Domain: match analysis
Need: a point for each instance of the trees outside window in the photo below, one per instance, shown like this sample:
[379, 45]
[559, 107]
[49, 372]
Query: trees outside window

Exercise brief:
Rewrite the records above as a numbered list with one line per number, leaving out any blank lines.

Finished task:
1. Domain: match analysis
2. Need: a point for each instance of the trees outside window in the photo below, one per instance, shown like this sample:
3. [379, 45]
4. [559, 107]
5. [49, 372]
6. Query: trees outside window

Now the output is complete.